The data
◇ ◇ ◇ ◇ ◇
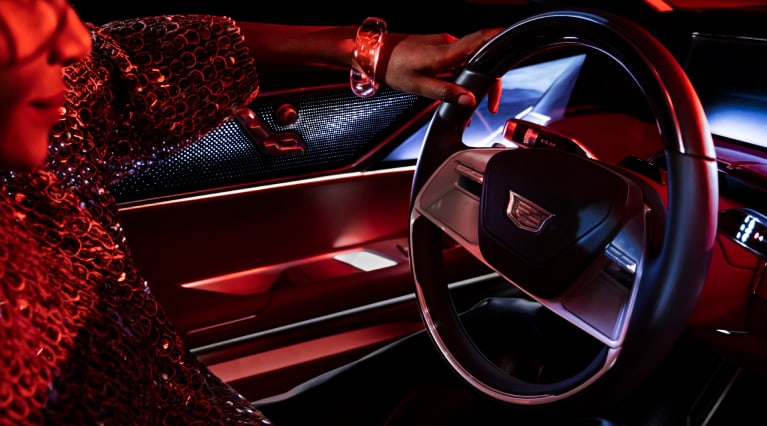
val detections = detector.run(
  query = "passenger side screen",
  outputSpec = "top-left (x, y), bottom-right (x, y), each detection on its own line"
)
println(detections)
top-left (685, 33), bottom-right (767, 149)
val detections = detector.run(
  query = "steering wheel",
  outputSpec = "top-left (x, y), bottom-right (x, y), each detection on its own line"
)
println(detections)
top-left (409, 9), bottom-right (718, 416)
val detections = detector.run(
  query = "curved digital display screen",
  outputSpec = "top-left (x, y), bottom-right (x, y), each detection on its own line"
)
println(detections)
top-left (685, 33), bottom-right (767, 149)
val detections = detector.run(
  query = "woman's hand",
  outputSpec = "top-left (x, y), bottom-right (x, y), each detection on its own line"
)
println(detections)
top-left (377, 28), bottom-right (503, 114)
top-left (239, 22), bottom-right (503, 114)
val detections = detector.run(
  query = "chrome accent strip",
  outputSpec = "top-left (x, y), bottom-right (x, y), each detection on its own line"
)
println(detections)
top-left (605, 243), bottom-right (637, 274)
top-left (118, 166), bottom-right (416, 212)
top-left (189, 272), bottom-right (499, 355)
top-left (455, 163), bottom-right (484, 184)
top-left (187, 315), bottom-right (258, 335)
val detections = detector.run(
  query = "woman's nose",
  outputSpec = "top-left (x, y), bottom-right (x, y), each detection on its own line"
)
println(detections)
top-left (50, 6), bottom-right (92, 66)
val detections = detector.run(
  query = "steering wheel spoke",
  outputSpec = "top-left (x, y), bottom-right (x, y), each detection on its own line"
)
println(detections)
top-left (414, 147), bottom-right (650, 347)
top-left (413, 148), bottom-right (497, 254)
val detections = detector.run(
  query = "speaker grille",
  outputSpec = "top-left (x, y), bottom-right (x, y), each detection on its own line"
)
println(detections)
top-left (111, 86), bottom-right (429, 202)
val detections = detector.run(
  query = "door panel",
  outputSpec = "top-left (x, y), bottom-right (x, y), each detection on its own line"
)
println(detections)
top-left (119, 168), bottom-right (416, 345)
top-left (113, 65), bottom-right (497, 400)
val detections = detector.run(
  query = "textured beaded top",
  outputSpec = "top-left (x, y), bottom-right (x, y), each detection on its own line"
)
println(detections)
top-left (0, 14), bottom-right (272, 424)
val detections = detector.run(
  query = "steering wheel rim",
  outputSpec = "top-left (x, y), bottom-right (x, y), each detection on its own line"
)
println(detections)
top-left (409, 9), bottom-right (718, 413)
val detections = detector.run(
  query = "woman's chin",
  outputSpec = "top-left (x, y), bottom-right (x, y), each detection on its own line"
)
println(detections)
top-left (0, 137), bottom-right (49, 171)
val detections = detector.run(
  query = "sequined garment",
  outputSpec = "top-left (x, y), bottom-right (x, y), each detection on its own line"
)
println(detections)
top-left (0, 14), bottom-right (272, 425)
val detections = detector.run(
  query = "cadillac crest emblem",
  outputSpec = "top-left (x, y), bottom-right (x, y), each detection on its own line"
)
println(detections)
top-left (506, 191), bottom-right (554, 232)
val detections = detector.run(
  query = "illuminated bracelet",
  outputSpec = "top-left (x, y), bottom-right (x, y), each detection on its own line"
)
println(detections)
top-left (350, 17), bottom-right (387, 98)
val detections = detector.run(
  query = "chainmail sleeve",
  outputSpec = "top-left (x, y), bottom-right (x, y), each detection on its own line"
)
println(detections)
top-left (0, 14), bottom-right (271, 425)
top-left (67, 14), bottom-right (260, 187)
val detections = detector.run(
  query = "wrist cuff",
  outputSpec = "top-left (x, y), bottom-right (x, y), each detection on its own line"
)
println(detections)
top-left (350, 17), bottom-right (387, 98)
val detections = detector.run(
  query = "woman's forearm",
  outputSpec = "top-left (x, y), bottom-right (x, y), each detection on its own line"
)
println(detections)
top-left (238, 22), bottom-right (356, 69)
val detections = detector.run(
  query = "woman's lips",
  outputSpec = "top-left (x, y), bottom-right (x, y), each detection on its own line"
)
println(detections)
top-left (28, 92), bottom-right (67, 126)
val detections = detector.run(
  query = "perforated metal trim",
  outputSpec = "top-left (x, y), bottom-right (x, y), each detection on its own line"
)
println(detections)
top-left (111, 87), bottom-right (429, 202)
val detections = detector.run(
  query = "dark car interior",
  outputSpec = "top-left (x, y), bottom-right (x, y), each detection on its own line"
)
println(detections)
top-left (68, 0), bottom-right (767, 424)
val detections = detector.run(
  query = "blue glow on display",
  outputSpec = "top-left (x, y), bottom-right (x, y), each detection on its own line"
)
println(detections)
top-left (383, 55), bottom-right (586, 162)
top-left (707, 101), bottom-right (767, 149)
top-left (685, 34), bottom-right (767, 149)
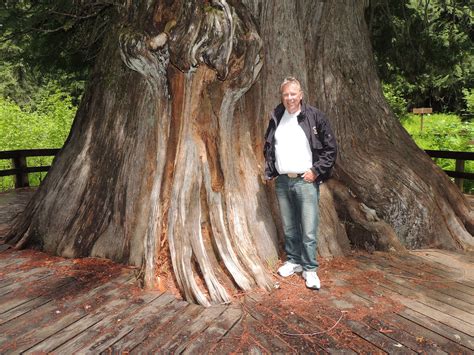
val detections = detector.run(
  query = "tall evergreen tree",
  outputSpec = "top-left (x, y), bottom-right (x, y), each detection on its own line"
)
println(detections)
top-left (367, 0), bottom-right (473, 113)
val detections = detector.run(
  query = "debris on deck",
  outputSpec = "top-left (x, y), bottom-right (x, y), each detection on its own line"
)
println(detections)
top-left (0, 247), bottom-right (473, 353)
top-left (0, 189), bottom-right (473, 353)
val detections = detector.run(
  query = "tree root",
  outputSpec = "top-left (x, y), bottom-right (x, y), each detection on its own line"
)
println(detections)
top-left (327, 179), bottom-right (405, 252)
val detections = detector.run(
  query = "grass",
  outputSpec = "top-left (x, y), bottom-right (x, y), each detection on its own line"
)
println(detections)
top-left (402, 113), bottom-right (473, 193)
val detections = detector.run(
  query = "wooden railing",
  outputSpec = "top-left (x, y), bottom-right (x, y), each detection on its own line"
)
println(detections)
top-left (0, 149), bottom-right (60, 188)
top-left (425, 150), bottom-right (474, 192)
top-left (0, 148), bottom-right (472, 191)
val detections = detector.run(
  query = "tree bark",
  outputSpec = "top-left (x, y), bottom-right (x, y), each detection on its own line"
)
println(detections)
top-left (5, 0), bottom-right (473, 306)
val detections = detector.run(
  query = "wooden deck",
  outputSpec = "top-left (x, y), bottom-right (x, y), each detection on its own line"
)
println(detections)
top-left (0, 189), bottom-right (473, 353)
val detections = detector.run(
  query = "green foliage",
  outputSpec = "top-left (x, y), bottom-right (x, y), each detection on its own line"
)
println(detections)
top-left (382, 82), bottom-right (408, 119)
top-left (463, 88), bottom-right (474, 115)
top-left (0, 39), bottom-right (36, 106)
top-left (0, 1), bottom-right (109, 106)
top-left (0, 34), bottom-right (85, 108)
top-left (402, 113), bottom-right (473, 193)
top-left (368, 0), bottom-right (473, 113)
top-left (0, 2), bottom-right (88, 190)
top-left (0, 1), bottom-right (116, 80)
top-left (0, 85), bottom-right (75, 149)
top-left (0, 86), bottom-right (76, 190)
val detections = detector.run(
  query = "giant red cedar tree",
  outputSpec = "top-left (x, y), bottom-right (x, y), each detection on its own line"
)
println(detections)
top-left (5, 0), bottom-right (473, 306)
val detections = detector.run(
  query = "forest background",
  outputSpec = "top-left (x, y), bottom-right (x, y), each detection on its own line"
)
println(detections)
top-left (0, 0), bottom-right (472, 192)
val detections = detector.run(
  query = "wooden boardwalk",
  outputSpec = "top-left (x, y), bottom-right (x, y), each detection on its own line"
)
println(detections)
top-left (0, 189), bottom-right (473, 353)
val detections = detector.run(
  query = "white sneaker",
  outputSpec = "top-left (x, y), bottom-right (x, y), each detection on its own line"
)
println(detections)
top-left (302, 271), bottom-right (321, 290)
top-left (277, 261), bottom-right (303, 277)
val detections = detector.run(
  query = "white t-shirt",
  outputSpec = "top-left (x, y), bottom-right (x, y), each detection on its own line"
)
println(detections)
top-left (274, 110), bottom-right (313, 174)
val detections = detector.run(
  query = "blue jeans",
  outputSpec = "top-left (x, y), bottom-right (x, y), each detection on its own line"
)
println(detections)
top-left (275, 175), bottom-right (320, 271)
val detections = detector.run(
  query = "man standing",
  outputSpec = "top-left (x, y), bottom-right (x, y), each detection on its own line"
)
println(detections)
top-left (264, 77), bottom-right (337, 290)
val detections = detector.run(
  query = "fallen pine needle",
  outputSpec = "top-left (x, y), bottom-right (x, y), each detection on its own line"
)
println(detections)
top-left (279, 311), bottom-right (346, 336)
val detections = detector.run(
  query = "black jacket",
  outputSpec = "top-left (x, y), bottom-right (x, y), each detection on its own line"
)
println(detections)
top-left (264, 102), bottom-right (337, 183)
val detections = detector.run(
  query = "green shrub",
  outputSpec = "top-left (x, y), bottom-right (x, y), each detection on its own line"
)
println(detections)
top-left (402, 113), bottom-right (473, 193)
top-left (463, 88), bottom-right (474, 115)
top-left (0, 86), bottom-right (76, 190)
top-left (382, 82), bottom-right (408, 120)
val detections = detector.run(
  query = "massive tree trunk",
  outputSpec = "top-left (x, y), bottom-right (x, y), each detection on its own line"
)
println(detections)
top-left (5, 0), bottom-right (473, 305)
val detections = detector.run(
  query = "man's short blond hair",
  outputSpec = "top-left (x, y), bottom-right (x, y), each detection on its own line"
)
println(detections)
top-left (280, 76), bottom-right (303, 94)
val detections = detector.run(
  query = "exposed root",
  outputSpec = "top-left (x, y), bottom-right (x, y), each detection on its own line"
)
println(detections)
top-left (327, 179), bottom-right (405, 252)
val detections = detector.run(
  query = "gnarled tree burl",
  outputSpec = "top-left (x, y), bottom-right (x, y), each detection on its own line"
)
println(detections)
top-left (5, 1), bottom-right (473, 306)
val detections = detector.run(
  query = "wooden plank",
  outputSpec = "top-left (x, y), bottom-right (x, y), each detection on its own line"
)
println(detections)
top-left (249, 292), bottom-right (375, 352)
top-left (157, 305), bottom-right (228, 352)
top-left (388, 312), bottom-right (473, 353)
top-left (131, 304), bottom-right (205, 352)
top-left (411, 249), bottom-right (474, 271)
top-left (0, 249), bottom-right (27, 259)
top-left (346, 319), bottom-right (416, 354)
top-left (413, 107), bottom-right (433, 114)
top-left (26, 297), bottom-right (136, 353)
top-left (377, 254), bottom-right (474, 303)
top-left (409, 250), bottom-right (474, 282)
top-left (243, 317), bottom-right (296, 353)
top-left (209, 316), bottom-right (264, 354)
top-left (362, 315), bottom-right (447, 354)
top-left (0, 257), bottom-right (73, 279)
top-left (322, 278), bottom-right (446, 354)
top-left (247, 292), bottom-right (381, 354)
top-left (0, 256), bottom-right (34, 272)
top-left (0, 297), bottom-right (53, 327)
top-left (0, 148), bottom-right (59, 159)
top-left (355, 257), bottom-right (474, 328)
top-left (0, 265), bottom-right (62, 288)
top-left (399, 308), bottom-right (474, 350)
top-left (85, 293), bottom-right (178, 353)
top-left (386, 271), bottom-right (472, 306)
top-left (1, 306), bottom-right (91, 353)
top-left (51, 291), bottom-right (163, 353)
top-left (443, 169), bottom-right (474, 180)
top-left (181, 306), bottom-right (243, 354)
top-left (383, 272), bottom-right (474, 315)
top-left (0, 273), bottom-right (135, 352)
top-left (0, 276), bottom-right (77, 314)
top-left (70, 293), bottom-right (177, 353)
top-left (349, 259), bottom-right (474, 351)
top-left (1, 272), bottom-right (133, 328)
top-left (107, 297), bottom-right (188, 352)
top-left (0, 166), bottom-right (51, 178)
top-left (357, 253), bottom-right (474, 298)
top-left (0, 270), bottom-right (54, 297)
top-left (348, 279), bottom-right (473, 353)
top-left (0, 259), bottom-right (63, 279)
top-left (210, 318), bottom-right (262, 354)
top-left (0, 264), bottom-right (52, 282)
top-left (243, 297), bottom-right (327, 353)
top-left (398, 253), bottom-right (474, 293)
top-left (424, 149), bottom-right (474, 161)
top-left (377, 254), bottom-right (473, 309)
top-left (366, 260), bottom-right (474, 315)
top-left (327, 349), bottom-right (357, 354)
top-left (387, 294), bottom-right (474, 336)
top-left (429, 249), bottom-right (474, 264)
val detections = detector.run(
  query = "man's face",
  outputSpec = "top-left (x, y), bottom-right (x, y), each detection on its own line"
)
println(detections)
top-left (281, 82), bottom-right (303, 114)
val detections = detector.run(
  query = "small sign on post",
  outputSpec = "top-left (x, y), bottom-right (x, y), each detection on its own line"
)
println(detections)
top-left (412, 107), bottom-right (432, 132)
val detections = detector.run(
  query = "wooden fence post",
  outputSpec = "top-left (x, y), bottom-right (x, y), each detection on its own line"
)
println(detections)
top-left (455, 159), bottom-right (465, 192)
top-left (13, 155), bottom-right (29, 188)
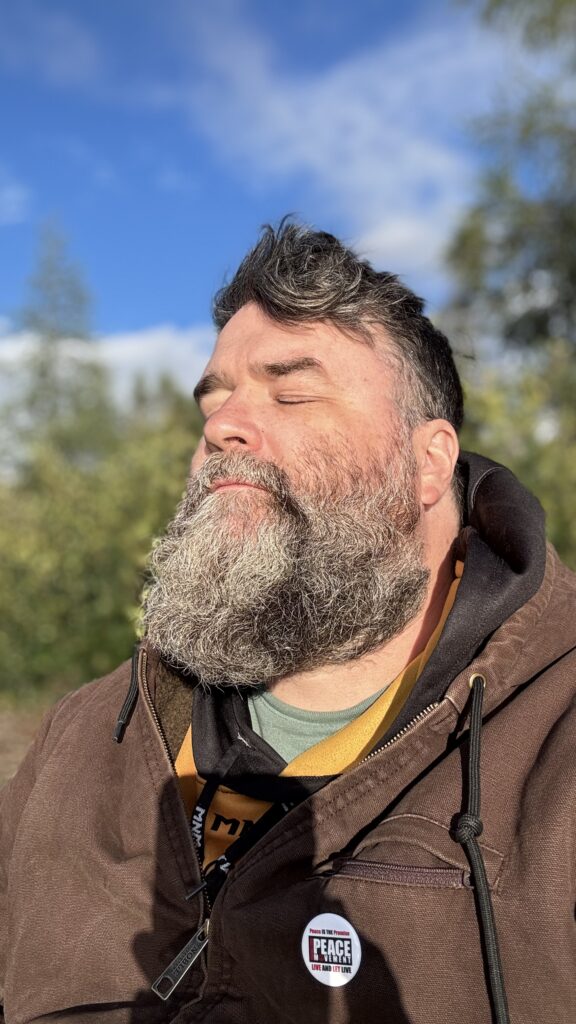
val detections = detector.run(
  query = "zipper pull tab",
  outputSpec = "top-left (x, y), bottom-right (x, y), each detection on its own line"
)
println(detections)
top-left (151, 920), bottom-right (209, 1001)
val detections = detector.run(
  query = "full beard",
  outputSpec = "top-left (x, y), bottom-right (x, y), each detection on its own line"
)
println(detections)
top-left (142, 441), bottom-right (430, 687)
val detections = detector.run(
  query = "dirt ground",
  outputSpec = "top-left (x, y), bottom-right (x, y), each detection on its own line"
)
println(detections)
top-left (0, 705), bottom-right (46, 787)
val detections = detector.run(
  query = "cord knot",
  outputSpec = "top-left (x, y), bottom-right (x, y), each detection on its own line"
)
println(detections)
top-left (453, 812), bottom-right (483, 843)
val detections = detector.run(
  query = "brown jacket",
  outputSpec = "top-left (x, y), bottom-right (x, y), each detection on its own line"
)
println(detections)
top-left (2, 459), bottom-right (576, 1023)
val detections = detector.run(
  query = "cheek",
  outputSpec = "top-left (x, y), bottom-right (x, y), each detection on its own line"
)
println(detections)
top-left (190, 439), bottom-right (207, 475)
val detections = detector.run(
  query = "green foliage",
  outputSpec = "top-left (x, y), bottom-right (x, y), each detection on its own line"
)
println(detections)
top-left (448, 0), bottom-right (576, 567)
top-left (471, 0), bottom-right (576, 53)
top-left (451, 0), bottom-right (576, 345)
top-left (0, 399), bottom-right (202, 696)
top-left (447, 86), bottom-right (576, 349)
top-left (459, 343), bottom-right (576, 568)
top-left (0, 229), bottom-right (203, 697)
top-left (0, 378), bottom-right (202, 697)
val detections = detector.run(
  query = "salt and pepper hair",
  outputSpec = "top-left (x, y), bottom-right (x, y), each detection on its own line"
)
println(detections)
top-left (213, 220), bottom-right (464, 432)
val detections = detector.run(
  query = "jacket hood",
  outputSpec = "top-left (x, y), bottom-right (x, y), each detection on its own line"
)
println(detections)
top-left (375, 451), bottom-right (547, 748)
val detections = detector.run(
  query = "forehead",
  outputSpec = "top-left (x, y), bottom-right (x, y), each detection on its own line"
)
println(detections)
top-left (205, 302), bottom-right (394, 384)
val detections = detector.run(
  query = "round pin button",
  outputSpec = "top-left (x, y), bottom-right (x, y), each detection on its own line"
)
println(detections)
top-left (301, 913), bottom-right (362, 987)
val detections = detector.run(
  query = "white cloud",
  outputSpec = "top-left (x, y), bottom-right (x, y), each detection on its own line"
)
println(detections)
top-left (0, 323), bottom-right (214, 402)
top-left (358, 201), bottom-right (462, 300)
top-left (0, 1), bottom-right (542, 306)
top-left (0, 165), bottom-right (31, 225)
top-left (145, 2), bottom-right (535, 302)
top-left (96, 324), bottom-right (213, 396)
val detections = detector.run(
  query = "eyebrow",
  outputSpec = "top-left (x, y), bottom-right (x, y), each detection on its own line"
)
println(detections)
top-left (193, 371), bottom-right (231, 405)
top-left (256, 356), bottom-right (325, 378)
top-left (193, 356), bottom-right (326, 405)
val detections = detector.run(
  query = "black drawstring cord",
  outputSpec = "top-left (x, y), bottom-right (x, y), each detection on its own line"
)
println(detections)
top-left (113, 644), bottom-right (141, 743)
top-left (454, 673), bottom-right (510, 1024)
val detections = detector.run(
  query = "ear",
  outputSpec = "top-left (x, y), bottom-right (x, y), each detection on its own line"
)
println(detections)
top-left (413, 420), bottom-right (459, 508)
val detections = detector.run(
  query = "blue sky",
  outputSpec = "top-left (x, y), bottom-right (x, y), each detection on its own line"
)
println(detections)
top-left (0, 0), bottom-right (532, 391)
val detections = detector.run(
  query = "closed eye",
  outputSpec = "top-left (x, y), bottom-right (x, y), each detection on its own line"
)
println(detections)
top-left (275, 396), bottom-right (318, 405)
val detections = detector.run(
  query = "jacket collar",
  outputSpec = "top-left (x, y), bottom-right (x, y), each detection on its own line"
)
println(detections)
top-left (373, 451), bottom-right (547, 749)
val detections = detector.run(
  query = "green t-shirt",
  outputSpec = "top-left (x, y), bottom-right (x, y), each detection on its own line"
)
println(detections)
top-left (247, 686), bottom-right (387, 763)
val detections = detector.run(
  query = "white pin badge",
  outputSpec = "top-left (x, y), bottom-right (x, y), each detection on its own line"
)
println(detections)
top-left (301, 913), bottom-right (362, 987)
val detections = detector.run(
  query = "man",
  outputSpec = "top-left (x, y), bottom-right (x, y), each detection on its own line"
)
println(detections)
top-left (1, 222), bottom-right (575, 1024)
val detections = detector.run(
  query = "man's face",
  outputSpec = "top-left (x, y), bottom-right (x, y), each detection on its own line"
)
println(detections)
top-left (190, 302), bottom-right (409, 500)
top-left (143, 303), bottom-right (430, 686)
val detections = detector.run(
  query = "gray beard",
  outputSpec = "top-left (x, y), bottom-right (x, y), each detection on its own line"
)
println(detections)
top-left (142, 443), bottom-right (430, 687)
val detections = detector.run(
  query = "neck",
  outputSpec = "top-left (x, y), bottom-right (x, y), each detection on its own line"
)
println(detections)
top-left (269, 504), bottom-right (459, 712)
◇ ◇ ◇ ◇ ◇
Task brief
Where a line of the listing holds the string "shirt", copy that line.

Solution for this exercise
  query = "white t-shirt",
  query = "green t-shirt",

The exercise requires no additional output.